Problems to solve:
1. Check each statement against the Noah Lane interview and answer yes or no, quoting the words of the interview that decide it: (a) Noah first came to Bundoran for the Sea Sessions festival. (b) Noah says the surf in Bundoran is good only in summer. (c) Noah says surf culture in Ireland is older than in Australia.
2. In the Noah Lane interview, what is the name of the café that Noah opened with his friends?

Page text:
==========

Noah Lane

Noah Lane – An Australian taking root in Ireland

At first sight Noah Lane might seem like a normal guy, but when you see the waves he catches, you will immediately change your mind. He is indeed a very humble gentleman, who is always smiling and loves surfing for its essence. And that’s quite rare these days.

Noah is originally from Australia, a very sunny country, but ended up in west coast of rainy and windy Ireland, in the small village called Bundoran. He first came there for the Sea Sessions festival, which is held every year at the end of June. He was travelling around Europe at that time, and met a few people here, including his girlfriend Tara. Along with his girlfriend, Noah also fell in love with a small village, that people call Irish surfing paradise. So, he began to return there, and eventually moved from Australia to Bundoran for good. After some time, he and his friends opened a café called Foam with his friends to highlight the surfing lifestyle.

You will find out more about Noah in an interview below. I was lucky enough to be working in a hostel next to his café, so of course we went there quite often and gradually identified ourselves with the lifestyle, which may not always seem appealing in Irish weather. If you ever spend the whole winter here, you will understand why.

How did an Australian guy end up here in Bundoran? 

“First time I came here was for a festival called Sea Sessions, 6 years ago. I was travelling around Europe at that time and then I met a bunch of people here and my girlfriend Tara. So, at first, I came back few times and then I stayed”, he laughs.

What do you like the most about this place and what do you miss the most about Australia?

“Ehm, for me the best thing is the people here are really friendly. Really welcoming and open. As an outsider here I felt really welcomed here. And then surf here is really good almost all year, so that’s a big one too. And My girlfriend is here. What I miss most about Australia is probably the trees. It’s kind of a weird one, but yeah. It’s really different climate here, so I miss really big bushes and trees here. “

How does the surf culture differ between Australia and Ireland? 

“Here in Ireland the surf culture is much younger. Surfing as a culture is still developing, I suppose. In Australia surfing is ingrained in what people usually do. Here it’s a lot more welcoming and friendly here. I suppose it’s because it’s a small place and everybody knows each other and it is less competitive. Australians are competitive and sporty, it’s a big part of the culture. “ 

Noah Lane
Noah Lane – pic

Let’s get back to the beginning of your surfing. How and when did you start surfing? Do you remember your first green wave?

==========

Recorded information:
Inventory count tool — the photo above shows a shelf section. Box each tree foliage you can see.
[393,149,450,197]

==========

Outputs for the tasks:
1.
(a) Yes: "He first came there for the Sea Sessions festival"
(b) No: "surf here is really good almost all year"
(c) No: "Here in Ireland the surf culture is much younger."

2. Foam